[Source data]
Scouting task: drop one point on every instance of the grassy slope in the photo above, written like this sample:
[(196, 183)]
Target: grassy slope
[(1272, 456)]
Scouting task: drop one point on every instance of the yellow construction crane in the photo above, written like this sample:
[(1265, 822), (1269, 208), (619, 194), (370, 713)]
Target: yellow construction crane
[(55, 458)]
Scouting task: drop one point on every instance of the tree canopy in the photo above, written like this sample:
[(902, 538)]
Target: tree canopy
* * *
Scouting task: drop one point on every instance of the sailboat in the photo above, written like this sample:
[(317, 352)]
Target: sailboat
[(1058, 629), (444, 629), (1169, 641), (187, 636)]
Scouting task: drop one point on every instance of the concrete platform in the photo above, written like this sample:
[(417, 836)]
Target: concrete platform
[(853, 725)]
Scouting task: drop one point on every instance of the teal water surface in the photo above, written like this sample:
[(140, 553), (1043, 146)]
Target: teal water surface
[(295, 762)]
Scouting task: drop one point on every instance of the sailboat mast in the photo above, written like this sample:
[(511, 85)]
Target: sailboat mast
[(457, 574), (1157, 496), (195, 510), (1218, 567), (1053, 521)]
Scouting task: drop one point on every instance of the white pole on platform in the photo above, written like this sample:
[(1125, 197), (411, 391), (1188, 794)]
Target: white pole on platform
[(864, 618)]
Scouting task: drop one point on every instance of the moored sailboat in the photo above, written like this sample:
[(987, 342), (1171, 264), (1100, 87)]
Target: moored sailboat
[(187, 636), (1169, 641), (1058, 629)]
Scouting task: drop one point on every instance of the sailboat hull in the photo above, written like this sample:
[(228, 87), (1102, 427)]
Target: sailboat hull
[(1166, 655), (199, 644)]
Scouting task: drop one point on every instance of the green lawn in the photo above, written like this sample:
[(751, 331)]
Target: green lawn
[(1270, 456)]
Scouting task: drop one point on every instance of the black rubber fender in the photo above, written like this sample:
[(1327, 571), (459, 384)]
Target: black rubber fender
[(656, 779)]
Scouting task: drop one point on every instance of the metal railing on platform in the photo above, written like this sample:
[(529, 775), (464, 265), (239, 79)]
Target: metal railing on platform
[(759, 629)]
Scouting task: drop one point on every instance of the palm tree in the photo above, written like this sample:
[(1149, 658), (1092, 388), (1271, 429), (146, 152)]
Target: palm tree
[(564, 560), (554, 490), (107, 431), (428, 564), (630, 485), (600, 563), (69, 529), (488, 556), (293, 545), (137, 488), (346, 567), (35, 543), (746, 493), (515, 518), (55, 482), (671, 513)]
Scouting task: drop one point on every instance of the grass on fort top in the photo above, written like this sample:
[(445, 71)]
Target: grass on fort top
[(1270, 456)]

◆ **GIVEN REQUEST**: Starting at the line containing "Scouting task: drop one point on every instance of the moored" and ending at the line containing "[(1166, 655), (199, 644)]", lay out those lines from the entries above as a numbered list, leaving out any blank lines.

◆ **TASK OUTPUT**:
1. Scouting task: drop one point on every instance of the moored sailboat in the photo above, written like this sample:
2. [(987, 342), (1171, 264), (1100, 87)]
3. Target: moored sailboat
4. [(187, 636), (1169, 641), (1058, 629)]
5. Scouting task: drop one point on every instance of the sailboat hull in the photo above, written like this sample:
6. [(228, 87), (1102, 427)]
7. Target: sailboat hull
8. [(1166, 655), (199, 644)]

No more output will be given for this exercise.